Wir erleben es soeben wieder in Chile. In Chile gab es bis vor kurzem keine Ehescheidung. Jetzt hat der Staat, hat die Regierung, hat das Parlament unter dem Beifall des chilenischen Protestantismus die Ehescheidung freigegeben. Die Kirche hat sich bis zuletzt heldenmütig gewehrt, aber der Staat, die Regierung, das Parlament haben auf die Kirche nicht gehört. Wenn die Kirche das Sittengesetz nicht mehr darlegt und den Menschen verkündet, dann gibt es überhaupt keine sinnstiftende Organisation mehr im Staate. Die Kirche ist unbedingt notwendig, denn Gott hat zwei Gewalten gestiftet, die auf ihren Gebieten die höchsten sind, den Staat auf dem weltlichen Gebiete, die Kirche auf dem geistlichen Gebiete, aber so, daß das weltliche Gebiet seine sittlichen Normen vom geistlichen Gebiet empfängt. Im Mittelalter haben die Theologen und Kanonisten das Verhältnis von Staat und Kirche mit Sonne und Mond verglichen; der Mond empfängt ja sein Licht von der Sonne. Das Bild ist nicht ganz falsch. Der Staat empfängt sein Licht, nämlich das Licht seiner sittlichen Prinzipien von der Kirche. Die Kirche ist seine sinnstiftende Organisation.

Damit ist auch die Aufgabe der Kirche gezeichnet, nicht mit der Zeit zu gehen, sondern der Zeit zu widersprechen. Das ist gerade ihre Sendung, nicht der Zeit zuzustimmen, sondern der Zeit Widerspruch zu leisten. Davor brauchen wir uns nicht zu fürchten und dafür brauchen wir uns schon gar nicht zu entschuldigen. Das ist ihre heilige, gottgegebene Aufgabe, auf Grundsätzen zu beharren, die immer gelten. Wir hängen nicht an dem, was gestern war, sondern wir leben aus dem, was immer bleibt. Der Staat bedarf der Kirche. Wenn er der Kirche einen Maulkorb umhängen will, wenn er sie aus der Öffentlichkeit verdrängen will, dann erleben wir das, was wir in Frankreich seit über hundert Jahren erlebt haben: das Volk versackt religiös und sittlich. Was wir in Frankreich seit über hundert Jahren erleben, ist das Produkt des religionslosen Staates.

# # # # #

→ Aufgabe 1
Übersetze den Satz „Wir hängen nicht an dem, was gestern war, sondern wir leben aus dem, was immer bleibt.“ aus dem zitierten Text ins Englische.
→ Aufgabe 2
Verschiebe in der Auflistung alles von der Zeile mit „Bet you can't find the windshield wiper“ bis hinunter zur Zeile mit „[0,0,640,143]“ um 49. Gib nur diese Zeilen vollständig wieder und addiere dabei zu jeder Koordinate der Begrenzungsrahmen 49.

# # # # #

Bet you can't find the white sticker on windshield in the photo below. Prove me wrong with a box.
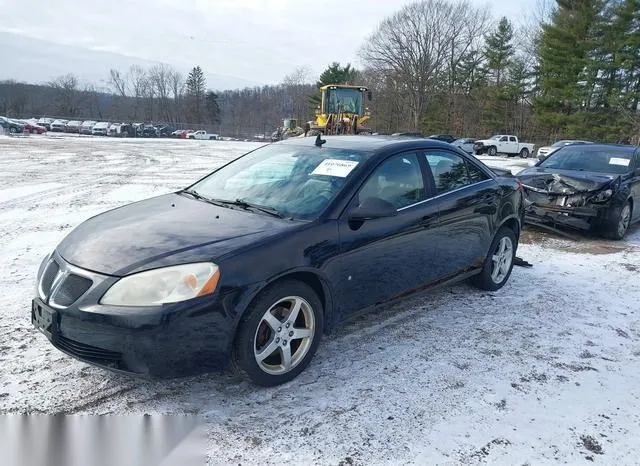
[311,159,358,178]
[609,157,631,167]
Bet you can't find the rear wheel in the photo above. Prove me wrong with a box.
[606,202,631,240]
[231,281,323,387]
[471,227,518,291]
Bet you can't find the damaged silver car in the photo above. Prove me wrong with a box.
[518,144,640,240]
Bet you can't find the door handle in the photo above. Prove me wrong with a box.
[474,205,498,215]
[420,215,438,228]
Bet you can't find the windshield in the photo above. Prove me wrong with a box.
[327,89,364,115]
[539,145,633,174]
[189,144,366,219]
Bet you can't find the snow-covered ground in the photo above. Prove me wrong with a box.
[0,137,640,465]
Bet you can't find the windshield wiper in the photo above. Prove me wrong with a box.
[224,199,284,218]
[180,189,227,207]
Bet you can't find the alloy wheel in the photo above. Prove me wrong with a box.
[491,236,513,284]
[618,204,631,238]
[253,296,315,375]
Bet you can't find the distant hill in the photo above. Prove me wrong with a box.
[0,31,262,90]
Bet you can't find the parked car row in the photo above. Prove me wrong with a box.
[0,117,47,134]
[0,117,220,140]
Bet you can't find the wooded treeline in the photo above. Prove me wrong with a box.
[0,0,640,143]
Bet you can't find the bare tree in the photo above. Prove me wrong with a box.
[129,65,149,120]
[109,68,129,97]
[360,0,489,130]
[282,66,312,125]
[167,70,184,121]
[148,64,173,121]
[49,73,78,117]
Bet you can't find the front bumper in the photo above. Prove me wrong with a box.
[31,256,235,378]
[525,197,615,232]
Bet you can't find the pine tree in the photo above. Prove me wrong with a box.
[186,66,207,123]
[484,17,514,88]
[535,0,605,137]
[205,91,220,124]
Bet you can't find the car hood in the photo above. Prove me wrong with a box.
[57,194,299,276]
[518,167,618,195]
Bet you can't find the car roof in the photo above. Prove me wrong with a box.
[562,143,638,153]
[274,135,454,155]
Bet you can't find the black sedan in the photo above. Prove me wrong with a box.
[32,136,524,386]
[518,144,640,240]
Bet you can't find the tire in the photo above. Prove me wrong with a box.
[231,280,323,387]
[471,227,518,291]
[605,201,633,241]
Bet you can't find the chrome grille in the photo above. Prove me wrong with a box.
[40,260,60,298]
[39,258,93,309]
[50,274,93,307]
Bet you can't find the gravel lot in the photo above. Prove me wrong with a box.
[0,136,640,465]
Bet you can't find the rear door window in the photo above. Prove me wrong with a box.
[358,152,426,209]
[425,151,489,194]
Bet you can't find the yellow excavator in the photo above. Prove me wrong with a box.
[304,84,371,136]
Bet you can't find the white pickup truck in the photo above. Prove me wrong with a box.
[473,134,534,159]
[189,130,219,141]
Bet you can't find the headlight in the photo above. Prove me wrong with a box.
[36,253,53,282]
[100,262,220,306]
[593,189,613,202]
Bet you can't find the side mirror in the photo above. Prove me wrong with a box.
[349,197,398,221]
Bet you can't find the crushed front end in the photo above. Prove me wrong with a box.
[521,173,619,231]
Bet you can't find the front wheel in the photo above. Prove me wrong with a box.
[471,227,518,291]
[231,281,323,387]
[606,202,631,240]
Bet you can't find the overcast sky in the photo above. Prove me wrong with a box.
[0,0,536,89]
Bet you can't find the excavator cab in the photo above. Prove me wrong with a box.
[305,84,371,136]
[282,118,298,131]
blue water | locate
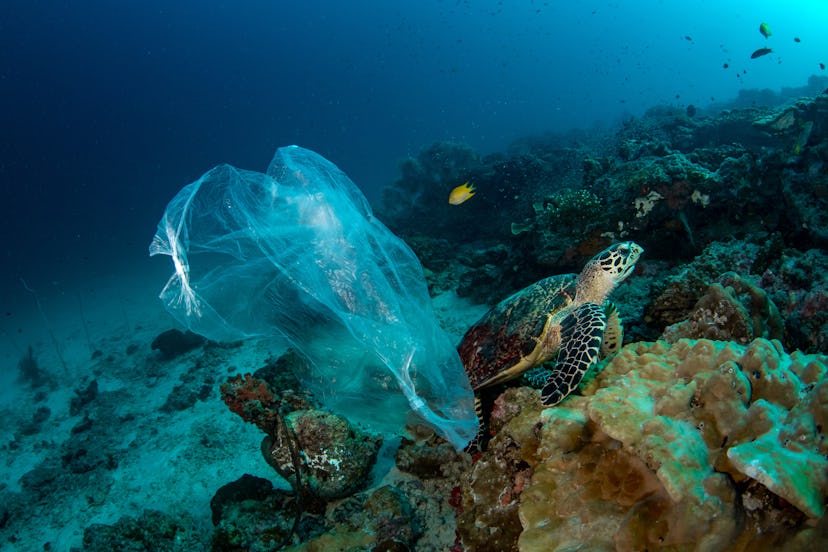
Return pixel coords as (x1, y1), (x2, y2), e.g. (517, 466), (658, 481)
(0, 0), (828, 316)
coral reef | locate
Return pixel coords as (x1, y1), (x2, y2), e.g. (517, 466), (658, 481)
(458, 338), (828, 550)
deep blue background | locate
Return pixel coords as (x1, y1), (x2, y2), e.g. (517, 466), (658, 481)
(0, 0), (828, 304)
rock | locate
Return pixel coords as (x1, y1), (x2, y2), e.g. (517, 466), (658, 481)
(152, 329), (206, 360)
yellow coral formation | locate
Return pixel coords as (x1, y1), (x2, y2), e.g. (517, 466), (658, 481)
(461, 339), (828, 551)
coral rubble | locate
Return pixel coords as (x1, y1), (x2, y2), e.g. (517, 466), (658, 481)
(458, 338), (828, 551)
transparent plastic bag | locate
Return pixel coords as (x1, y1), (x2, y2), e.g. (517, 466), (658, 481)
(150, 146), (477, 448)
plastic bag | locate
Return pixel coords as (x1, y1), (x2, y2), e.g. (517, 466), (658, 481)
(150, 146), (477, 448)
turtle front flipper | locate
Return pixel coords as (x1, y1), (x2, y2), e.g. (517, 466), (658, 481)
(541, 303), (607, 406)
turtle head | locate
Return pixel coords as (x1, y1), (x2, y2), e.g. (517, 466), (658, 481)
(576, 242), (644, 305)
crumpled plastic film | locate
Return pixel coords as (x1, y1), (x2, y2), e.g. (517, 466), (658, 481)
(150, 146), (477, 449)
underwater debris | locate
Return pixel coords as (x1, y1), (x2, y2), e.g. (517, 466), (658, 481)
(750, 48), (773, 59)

# # # # #

→ Vollständige Ausgabe 1
We do not cling to what was yesterday; rather, we live from what always remains.

→ Vollständige Ausgabe 2
Bet you can't find the windshield wiper in the photo above. Prove me wrong with a box.
[273,248,333,267]
[229,238,276,256]
Bet you can't find the alloy wheel in the photo above. Prove me wrong with a box.
[540,285,562,333]
[667,253,680,287]
[302,345,364,424]
Bet you can't find the distant hill in the photo above. Prove me wrong with a box.
[49,80,311,139]
Bet you can't find the parked car row in the photo above. Prove me wrong with a box.
[49,166,96,183]
[49,166,269,189]
Bet you can't find the wooded treeline in the photo above. Prove me wrong with a box.
[49,49,689,192]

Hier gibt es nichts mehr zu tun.